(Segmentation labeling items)
--*--
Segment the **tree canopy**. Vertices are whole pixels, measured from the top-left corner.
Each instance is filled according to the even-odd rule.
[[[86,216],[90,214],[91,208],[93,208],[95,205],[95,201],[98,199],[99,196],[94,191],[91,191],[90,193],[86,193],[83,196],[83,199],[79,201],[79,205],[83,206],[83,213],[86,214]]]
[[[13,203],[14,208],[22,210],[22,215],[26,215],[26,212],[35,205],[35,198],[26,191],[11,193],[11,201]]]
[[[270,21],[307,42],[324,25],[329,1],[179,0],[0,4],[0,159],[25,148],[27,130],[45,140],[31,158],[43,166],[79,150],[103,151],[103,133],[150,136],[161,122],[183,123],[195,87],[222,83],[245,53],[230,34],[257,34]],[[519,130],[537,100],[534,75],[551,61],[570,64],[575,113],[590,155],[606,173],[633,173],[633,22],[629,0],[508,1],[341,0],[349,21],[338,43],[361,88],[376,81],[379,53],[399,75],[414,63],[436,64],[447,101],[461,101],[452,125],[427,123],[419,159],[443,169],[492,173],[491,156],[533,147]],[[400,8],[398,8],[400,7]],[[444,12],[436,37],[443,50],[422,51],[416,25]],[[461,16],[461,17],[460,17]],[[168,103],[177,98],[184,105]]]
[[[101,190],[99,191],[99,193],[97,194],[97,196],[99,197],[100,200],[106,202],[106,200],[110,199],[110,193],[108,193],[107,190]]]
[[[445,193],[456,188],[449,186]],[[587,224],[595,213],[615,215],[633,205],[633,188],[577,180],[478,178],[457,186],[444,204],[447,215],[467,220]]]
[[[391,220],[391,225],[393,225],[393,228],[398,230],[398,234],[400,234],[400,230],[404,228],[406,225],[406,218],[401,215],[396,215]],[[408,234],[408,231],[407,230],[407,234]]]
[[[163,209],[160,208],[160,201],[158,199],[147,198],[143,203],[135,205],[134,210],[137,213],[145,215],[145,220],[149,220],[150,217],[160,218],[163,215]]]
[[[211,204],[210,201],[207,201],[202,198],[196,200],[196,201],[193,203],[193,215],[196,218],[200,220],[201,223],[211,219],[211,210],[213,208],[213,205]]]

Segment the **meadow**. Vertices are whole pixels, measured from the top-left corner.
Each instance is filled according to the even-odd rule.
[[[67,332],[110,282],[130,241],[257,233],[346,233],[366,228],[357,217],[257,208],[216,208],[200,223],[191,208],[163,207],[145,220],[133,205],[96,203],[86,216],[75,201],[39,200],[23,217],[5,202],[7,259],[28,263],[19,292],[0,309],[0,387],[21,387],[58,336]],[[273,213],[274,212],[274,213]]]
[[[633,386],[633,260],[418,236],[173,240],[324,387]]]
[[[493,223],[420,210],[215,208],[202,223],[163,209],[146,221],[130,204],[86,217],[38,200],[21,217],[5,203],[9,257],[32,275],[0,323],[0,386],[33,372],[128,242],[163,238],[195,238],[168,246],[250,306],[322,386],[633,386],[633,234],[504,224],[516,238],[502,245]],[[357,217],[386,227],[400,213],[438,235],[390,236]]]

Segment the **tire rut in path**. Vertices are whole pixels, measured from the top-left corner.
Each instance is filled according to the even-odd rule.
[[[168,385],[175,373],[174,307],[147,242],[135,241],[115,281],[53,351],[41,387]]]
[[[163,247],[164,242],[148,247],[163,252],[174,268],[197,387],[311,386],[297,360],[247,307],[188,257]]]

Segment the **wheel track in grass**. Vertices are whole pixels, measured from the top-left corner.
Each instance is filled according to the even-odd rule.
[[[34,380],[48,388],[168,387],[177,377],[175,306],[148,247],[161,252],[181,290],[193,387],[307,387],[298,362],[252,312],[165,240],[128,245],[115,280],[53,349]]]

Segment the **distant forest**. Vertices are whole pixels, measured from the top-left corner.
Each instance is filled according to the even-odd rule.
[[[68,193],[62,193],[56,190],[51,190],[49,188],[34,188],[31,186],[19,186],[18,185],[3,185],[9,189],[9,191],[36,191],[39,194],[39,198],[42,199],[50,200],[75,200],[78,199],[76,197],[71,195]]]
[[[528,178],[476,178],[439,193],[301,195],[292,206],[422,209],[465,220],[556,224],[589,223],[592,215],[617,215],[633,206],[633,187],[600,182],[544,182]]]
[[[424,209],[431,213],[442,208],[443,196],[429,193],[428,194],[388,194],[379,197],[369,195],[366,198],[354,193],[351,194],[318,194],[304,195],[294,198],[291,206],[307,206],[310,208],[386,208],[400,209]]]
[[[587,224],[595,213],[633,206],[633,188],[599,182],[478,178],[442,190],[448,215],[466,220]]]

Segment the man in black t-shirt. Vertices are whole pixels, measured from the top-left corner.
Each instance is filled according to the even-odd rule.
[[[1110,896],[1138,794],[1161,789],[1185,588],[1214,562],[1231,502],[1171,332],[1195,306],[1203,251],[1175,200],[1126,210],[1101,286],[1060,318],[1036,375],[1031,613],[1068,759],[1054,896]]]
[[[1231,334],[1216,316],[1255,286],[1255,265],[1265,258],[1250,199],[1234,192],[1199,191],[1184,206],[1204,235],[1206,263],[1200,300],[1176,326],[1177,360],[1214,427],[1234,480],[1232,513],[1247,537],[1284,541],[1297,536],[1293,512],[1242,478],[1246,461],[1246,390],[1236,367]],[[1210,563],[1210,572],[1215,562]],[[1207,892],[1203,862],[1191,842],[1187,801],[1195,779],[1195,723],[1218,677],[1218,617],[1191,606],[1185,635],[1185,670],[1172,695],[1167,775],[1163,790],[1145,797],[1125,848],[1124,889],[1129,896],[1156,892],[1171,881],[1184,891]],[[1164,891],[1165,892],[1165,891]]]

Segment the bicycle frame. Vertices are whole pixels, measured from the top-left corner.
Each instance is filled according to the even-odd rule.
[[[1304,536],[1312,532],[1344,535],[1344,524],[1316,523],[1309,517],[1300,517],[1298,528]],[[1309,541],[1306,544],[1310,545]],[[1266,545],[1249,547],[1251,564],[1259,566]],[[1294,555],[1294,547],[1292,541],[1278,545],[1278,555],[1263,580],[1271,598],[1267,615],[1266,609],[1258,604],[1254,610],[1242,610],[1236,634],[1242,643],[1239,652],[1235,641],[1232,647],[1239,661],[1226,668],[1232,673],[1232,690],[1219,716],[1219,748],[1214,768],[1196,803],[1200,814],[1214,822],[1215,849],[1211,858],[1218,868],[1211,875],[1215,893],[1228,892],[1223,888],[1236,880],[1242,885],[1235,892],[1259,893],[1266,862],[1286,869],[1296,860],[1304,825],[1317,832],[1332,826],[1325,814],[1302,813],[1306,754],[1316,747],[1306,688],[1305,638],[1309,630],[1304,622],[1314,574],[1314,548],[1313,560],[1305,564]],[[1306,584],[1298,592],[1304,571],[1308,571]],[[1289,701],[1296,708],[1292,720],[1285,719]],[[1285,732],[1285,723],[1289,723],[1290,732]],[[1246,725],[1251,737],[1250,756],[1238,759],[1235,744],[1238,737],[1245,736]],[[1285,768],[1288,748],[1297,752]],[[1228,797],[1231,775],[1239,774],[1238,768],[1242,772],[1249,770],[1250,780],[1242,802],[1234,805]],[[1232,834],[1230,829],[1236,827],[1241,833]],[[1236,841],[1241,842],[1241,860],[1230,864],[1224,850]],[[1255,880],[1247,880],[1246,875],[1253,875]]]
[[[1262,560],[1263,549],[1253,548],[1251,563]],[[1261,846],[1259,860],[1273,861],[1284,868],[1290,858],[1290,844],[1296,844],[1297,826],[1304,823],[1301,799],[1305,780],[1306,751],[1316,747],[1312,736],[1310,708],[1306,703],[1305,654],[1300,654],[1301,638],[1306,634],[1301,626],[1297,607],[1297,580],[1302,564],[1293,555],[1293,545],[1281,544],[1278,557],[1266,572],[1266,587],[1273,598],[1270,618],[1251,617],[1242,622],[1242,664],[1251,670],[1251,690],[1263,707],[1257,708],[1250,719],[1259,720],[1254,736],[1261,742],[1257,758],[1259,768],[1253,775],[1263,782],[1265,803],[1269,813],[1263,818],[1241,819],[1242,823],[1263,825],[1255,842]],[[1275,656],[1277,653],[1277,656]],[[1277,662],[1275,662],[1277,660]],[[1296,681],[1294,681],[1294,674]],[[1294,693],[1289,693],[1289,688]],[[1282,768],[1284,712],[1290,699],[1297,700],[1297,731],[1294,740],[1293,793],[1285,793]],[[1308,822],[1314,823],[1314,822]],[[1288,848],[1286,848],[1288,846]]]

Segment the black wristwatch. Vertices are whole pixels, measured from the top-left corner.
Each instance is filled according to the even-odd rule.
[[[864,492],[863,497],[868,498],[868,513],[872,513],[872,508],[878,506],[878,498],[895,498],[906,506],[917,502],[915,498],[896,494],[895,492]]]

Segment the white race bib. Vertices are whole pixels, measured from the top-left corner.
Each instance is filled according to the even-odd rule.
--*--
— Written instruction —
Please copy, word for word, the lines of the records from the one holding "Segment the white" through the end of the records, inclusive.

— Solution for this task —
Segment the white race bib. Vertices are whole pixels, measured from the top-left corner.
Each instance is filled according to the even-odd rule.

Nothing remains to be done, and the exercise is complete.